**THE TASKS**
1. For the post on marriage, decide whether each statement below agrees with it. Answer yes or no for each, quoting the deciding words of the post exactly. (a) The author has practiced family law for twenty-six years. (b) One of the author's divorce cases has ended in murder. (c) The post says change more often brings spouses together than drives them apart.
2. Reproduce the stretch of the post on marriage from "Humans chose to" through "definitely requires stubbornness.".
3. Take the post on marriage further, starting after its last sentence.

Reflections on thirty years of marriage

Posted Monday, December 30th, 2019 by Gregory Forman
Filed under Divorce and Marriage, Not South Carolina Specific, Of Interest to General Public

The main thing that differentiates marriages that end in divorce from those that end when death-do-them-part is the sheer stubbornness of the parties involved….

–that and the access or lack thereof to a handy murder weapon.

In my twenty-six years practicing family law, I’ve yet to have a marital dissolution case end in murder–although a few, sadly, have ended in suicide. However, while there are common themes to what ends marriages–adultery; physical violence; reckless spending; untreated mental illness or substance abuse; outright contempt (in the emotional, not legal, sense)–I conclude that stubbornness distinguishes the spouses that remain together through the inevitable bad times from those who hire divorce lawyers. Such stubbornness isn’t necessarily a good thing: many folks continue in joyless marriages because they lack the courage to fix things or separate. But stubbornness is a necessary component of a lasting marriage.

Humans chose to marry because they find another individual with whom they envision building a life together. While marriage is not unique in the ability to bring moments of joy, for me, like many people, marriage can provide a sense of wholeness that was lacking prior to marriage. But humans change, and such change more often drives spouses apart than brings them together. Folks are likely never more compatible than around the time of their engagement, and any change is likely to make them less, rather than more, compatible. It takes effort and thought to incorporate this inevitable change into the structure of marriage, so that it becomes a strength. Without this effort, folks drift apart, either into divorce or a joyless marriage. The modern, self-actualizing, vision of marriage is extremely hard, but tremendously enriching if successful. And it definitely requires stubbornness.

**SUPPLIED DATA**
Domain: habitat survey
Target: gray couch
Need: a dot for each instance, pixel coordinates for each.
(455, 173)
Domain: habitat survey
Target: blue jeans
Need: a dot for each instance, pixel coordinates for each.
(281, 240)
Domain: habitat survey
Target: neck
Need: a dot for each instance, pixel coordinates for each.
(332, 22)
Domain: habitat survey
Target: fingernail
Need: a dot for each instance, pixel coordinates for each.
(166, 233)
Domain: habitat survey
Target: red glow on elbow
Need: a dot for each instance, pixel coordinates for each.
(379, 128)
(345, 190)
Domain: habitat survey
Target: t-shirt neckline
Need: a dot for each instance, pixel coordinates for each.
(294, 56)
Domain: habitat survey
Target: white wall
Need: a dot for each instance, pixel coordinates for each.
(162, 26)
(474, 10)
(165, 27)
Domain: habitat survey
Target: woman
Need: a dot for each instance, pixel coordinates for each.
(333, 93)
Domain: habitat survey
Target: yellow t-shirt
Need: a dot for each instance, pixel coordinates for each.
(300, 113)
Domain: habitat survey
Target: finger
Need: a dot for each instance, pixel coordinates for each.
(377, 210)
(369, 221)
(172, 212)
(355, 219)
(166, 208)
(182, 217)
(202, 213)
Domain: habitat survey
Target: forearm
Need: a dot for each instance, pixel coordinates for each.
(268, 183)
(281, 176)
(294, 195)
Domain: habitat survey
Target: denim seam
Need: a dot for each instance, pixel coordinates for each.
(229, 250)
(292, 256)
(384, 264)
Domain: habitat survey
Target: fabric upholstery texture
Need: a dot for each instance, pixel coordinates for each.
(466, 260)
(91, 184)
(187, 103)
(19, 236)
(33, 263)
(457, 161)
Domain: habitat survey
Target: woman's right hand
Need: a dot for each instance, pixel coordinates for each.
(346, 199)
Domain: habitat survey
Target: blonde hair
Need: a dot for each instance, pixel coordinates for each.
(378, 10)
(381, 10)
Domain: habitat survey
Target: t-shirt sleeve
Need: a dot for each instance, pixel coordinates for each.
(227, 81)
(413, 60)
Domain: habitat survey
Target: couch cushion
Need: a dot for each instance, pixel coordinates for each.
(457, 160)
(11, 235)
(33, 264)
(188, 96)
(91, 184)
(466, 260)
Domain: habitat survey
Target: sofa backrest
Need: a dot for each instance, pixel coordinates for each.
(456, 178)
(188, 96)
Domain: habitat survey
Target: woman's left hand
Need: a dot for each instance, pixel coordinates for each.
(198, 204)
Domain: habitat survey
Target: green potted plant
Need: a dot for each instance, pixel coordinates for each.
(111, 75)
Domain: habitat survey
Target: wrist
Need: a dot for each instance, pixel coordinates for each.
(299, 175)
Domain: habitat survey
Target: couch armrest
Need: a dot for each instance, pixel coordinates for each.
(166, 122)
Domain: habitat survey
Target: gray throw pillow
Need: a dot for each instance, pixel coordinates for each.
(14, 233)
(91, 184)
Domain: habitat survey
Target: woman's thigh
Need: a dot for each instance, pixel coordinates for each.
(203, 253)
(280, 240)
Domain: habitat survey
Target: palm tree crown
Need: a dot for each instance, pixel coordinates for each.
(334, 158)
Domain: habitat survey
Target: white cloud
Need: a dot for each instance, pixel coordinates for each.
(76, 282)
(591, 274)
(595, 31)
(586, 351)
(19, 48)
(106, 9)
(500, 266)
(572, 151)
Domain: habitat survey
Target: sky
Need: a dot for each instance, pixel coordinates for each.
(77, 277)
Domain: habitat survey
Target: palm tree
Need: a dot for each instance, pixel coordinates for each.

**RESPONSES TO THE TASKS**
1.
(a) Yes: "In my twenty-six years practicing family law"
(b) No: "I’ve yet to have a marital dissolution case end in murder"
(c) No: "such change more often drives spouses apart than brings them together"

2.
Humans chose to marry because they find another individual with whom they envision building a life together. While marriage is not unique in the ability to bring moments of joy, for me, like many people, marriage can provide a sense of wholeness that was lacking prior to marriage. But humans change, and such change more often drives spouses apart than brings them together. Folks are likely never more compatible than around the time of their engagement, and any change is likely to make them less, rather than more, compatible. It takes effort and thought to incorporate this inevitable change into the structure of marriage, so that it becomes a strength. Without this effort, folks drift apart, either into divorce or a joyless marriage. The modern, self-actualizing, vision of marriage is extremely hard, but tremendously enriching if successful. And it definitely requires stubbornness.

3.
I’ve spent the better part of my 50’s having resumed counseling in order to examine my life goals. Part of that process has been examining my relationship with my spouse, children, and parents. The conclusion I’ve reached–and wish I had reached years ago–is that we should enter marriage and have children not to be loved but to learn better how to love others. Too many folks enter marriage or become parents because they are looking for someone to love them–understandable but tragic. If one of the goals of modern marriage is self-actualization, the radical acceptance that marriage and parenting require is a pathway to such actualization. It is easy to love conditionally–although that really isn’t love at all. Loving unconditionally is hard. The mindfulness required to love one’s spouse (and children) unconditionally is the pathway to loving oneself unconditionally.

The theme of paradise lost recurs throughout the history of art. For most of us, our first experience of love is unconditional. Parents facing a colicky baby don’t attribute ill will to that baby–they simply try to comfort it. Yet, as we age, the folks who care about us also impose expectations upon us. A toddler throwing a temper tantrum is expected to change his behavior. Whereas ill will was not attributed to the baby, we assume ill will of this toddler without recognizing that he no more desires to be miserable than the colicky baby does. The paradise we’ve lost is the experience of that unconditional love. At its best, marriage can be the pathway to paradise regained. When our spouse loves us unconditionally–which does not relieve us of the consequences of our behavior–we can relearn how to love ourselves unconditionally. For me, this has been the greatest gift of thirty years of marriage. Mutual stubbornness has its rewards. Thank you Karen for the past thirty years.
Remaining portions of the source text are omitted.